---------- Source material ----------

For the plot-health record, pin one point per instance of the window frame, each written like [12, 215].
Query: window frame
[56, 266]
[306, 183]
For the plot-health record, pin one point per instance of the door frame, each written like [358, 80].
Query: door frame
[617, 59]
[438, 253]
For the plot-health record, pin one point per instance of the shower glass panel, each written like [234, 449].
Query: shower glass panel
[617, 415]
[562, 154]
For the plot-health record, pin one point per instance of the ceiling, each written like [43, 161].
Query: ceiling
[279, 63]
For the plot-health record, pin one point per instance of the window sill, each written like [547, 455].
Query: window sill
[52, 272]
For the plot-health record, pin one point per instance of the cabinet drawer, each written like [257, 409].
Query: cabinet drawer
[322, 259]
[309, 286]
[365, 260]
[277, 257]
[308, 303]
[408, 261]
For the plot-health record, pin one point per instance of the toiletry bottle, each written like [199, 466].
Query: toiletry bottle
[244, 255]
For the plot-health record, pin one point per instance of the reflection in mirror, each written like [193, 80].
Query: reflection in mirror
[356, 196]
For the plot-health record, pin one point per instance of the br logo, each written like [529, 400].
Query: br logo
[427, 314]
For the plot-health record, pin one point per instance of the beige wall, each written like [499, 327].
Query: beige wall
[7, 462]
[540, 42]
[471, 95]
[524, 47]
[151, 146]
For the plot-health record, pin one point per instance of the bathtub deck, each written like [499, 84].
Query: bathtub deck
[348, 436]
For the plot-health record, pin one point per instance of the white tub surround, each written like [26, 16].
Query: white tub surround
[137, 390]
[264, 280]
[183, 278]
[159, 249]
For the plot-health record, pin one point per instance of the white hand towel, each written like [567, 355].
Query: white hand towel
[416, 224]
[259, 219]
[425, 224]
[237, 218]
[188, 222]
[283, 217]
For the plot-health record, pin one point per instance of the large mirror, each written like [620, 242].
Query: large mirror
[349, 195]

----------

▸ **The task**:
Once you have read the listing, copy it out exactly.

▸ **Answer to this problem**:
For the plot-health record, pin one point per instance of the window frame, each written like [12, 215].
Query: window frame
[56, 266]
[306, 183]
For the plot-health record, pin one point per instance of the door frame, each written like [358, 80].
Query: door frame
[617, 59]
[438, 253]
For the plot-health record, pin one point per instance of the shower glass panel, each written like [234, 449].
Query: shower glass panel
[617, 415]
[562, 154]
For the plot-health record, pin one point per instance of the ceiling, each written like [43, 161].
Query: ceiling
[279, 63]
For the plot-health record, pin one point per instance of the window sill, each written like [547, 455].
Query: window sill
[52, 272]
For the plot-health record, pin one point per instance of the cabinet drawer, each written like [257, 409].
Query: cabinet drawer
[322, 259]
[309, 286]
[365, 260]
[277, 257]
[308, 303]
[408, 261]
For the plot-health record, pin one point per instance of the toiletry bottle, each written like [199, 466].
Query: toiletry bottle
[244, 255]
For the plot-health record, pin one point per instance of the reflection in mirror, each written like [193, 80].
Query: reflection in mirror
[356, 196]
For the plot-health record, pin one point per instance of the br logo, each written like [529, 400].
Query: br logo
[427, 314]
For the plot-health record, pin one point per instance of the beige wall, each written like [499, 327].
Query: beige wall
[7, 462]
[540, 42]
[471, 95]
[524, 47]
[151, 146]
For the plot-health record, pin one point per instance of the bathtub deck, each written like [499, 84].
Query: bathtub deck
[348, 436]
For the plot-health record, pin one point per instance of the white tub surround, each written like [26, 16].
Query: white tub surround
[137, 390]
[264, 280]
[183, 278]
[159, 249]
For the plot-health record, pin one point per instance of the white hand towel, each written like [567, 355].
Query: white hand towel
[416, 224]
[259, 219]
[425, 224]
[237, 218]
[188, 222]
[283, 217]
For the plot-health record, pin one point per instance of the large mirror, each written like [620, 242].
Query: large mirror
[349, 195]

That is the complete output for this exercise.